= Page extract =
━━━━━━━━━━
Why Cybersecurity Awareness Training at work?

No matter what sophisticated security technology we use human being is involved in one way or another.People are an asset to businesses small or large. You need to continuously invest in training employee to have the right security awareness and behavior. Cybersecurity awareness training is the best way develop the right attitude, because people represent a large potential attack surface for every business, intentionally or unintentionally. The only way to patch people is via continuous training

Prevent clicking on a bad link that will cause infection

The only effective way to patch human behavior is enhancing their awareness by continuous training. Not training employee is equal to taking a risk of breach.  Not training employee is not only a risk of getting them click on malicious links but also leaves them open to social engineering.

What is Social engineering in Cybersecurity?

In terms of computer security, social engineering is a psychological manipulation of a human being, tricking employee, in order to gain illegal access to confidential information. Social engineering is a technique used by criminals and it is based on some specific attributes of employee decision making.

Cybersecurity awareness training will equip your employee in protecting phishing, tailings (an attacker seeking entry to restricted areas), quid pro quo (something for something) random callers who pretend to be from technical support and so on. The types of attacks used in social engineering can be used to steal employees’ confidential information, which then can be used for farther business data exploitation.
━━━━━━━━━━
= Data section =
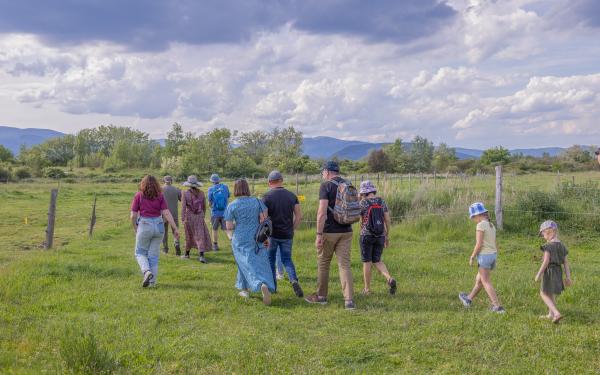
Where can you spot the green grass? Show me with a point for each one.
(79, 308)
━━━━━━━━━━
= Requirement =
Could you continue the piece on cybersecurity awareness training at the top of this page, picking up right after its final sentence?

= Expected answer =
 

 

 

 

 

 

 

Image from SAC Company

Most common type of social engineering happens over the phone. Other examples of social engineering attacks are criminals posing as exterminators, fire marshals and technicians to go unnoticed as they steal company secrets. Most common social engineering attacks are:

  • Phishing (most common, email or malicious websites used to gain personal information by posing trustworthy)
  • Pretexting (fabricated scenario, building a false sense of trust with the victim, pretending as external IT service provider)
  • Baiting (to entice victims with an item or good from the criminals)
  • Quid Pro Quo (promise a benefit in exchange for information)
  • Tailgating/piggybacking (Someone with no authorisation following an employee into a restricted area.